» **Data supplied**:
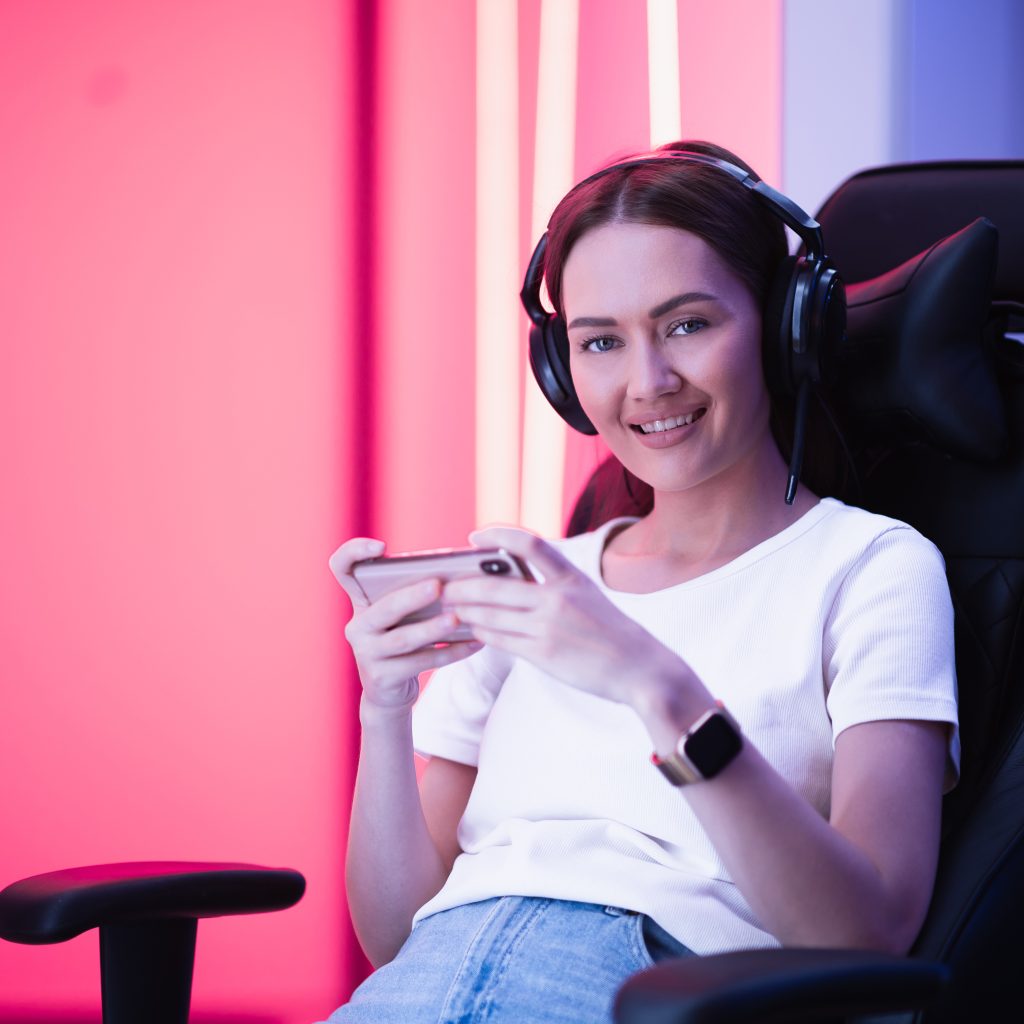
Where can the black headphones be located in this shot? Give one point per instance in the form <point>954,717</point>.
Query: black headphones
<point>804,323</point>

...

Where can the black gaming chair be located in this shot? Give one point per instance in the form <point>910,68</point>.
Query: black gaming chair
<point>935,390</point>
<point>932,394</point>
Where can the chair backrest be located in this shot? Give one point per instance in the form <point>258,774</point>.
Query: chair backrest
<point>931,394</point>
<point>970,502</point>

...

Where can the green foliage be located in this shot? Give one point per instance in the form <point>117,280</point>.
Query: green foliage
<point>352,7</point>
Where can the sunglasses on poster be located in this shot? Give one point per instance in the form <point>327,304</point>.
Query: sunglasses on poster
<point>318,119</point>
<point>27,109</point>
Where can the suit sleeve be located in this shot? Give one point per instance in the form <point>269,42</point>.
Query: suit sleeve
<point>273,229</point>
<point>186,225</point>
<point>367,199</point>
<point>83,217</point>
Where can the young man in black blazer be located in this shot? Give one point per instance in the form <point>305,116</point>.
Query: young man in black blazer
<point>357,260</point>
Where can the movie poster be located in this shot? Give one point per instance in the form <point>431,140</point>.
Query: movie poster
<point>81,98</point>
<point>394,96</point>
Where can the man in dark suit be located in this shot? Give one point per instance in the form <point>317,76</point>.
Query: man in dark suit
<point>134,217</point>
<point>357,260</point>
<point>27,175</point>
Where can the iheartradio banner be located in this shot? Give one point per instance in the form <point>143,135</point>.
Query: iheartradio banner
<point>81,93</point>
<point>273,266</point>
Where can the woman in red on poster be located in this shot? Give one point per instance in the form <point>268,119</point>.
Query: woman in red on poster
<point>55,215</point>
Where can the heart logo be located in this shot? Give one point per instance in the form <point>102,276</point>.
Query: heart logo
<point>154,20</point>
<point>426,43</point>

» **Your assignment**: From the records above, print exactly the lines that run from the line with "Query: movie poster" to the line with "Where can the heart", inclusive.

» **Solution below**:
Query: movie poster
<point>81,98</point>
<point>394,96</point>
Where can the man in dark suit be located in this shot? Give one point per instance in the form <point>317,76</point>.
Query: man in dark suit
<point>134,217</point>
<point>357,260</point>
<point>27,175</point>
Where can the iheartradio banner be located in this shot? Give one point per instance in the form <point>143,135</point>.
Query: iheartradio banner
<point>81,93</point>
<point>273,266</point>
Where can the woman in red on poster be located in this shot? Give one point per instance in the form <point>268,119</point>.
Query: woman in red on poster
<point>55,215</point>
Where can the heart logo be located in this shot? Give one point per instance in the form <point>102,276</point>.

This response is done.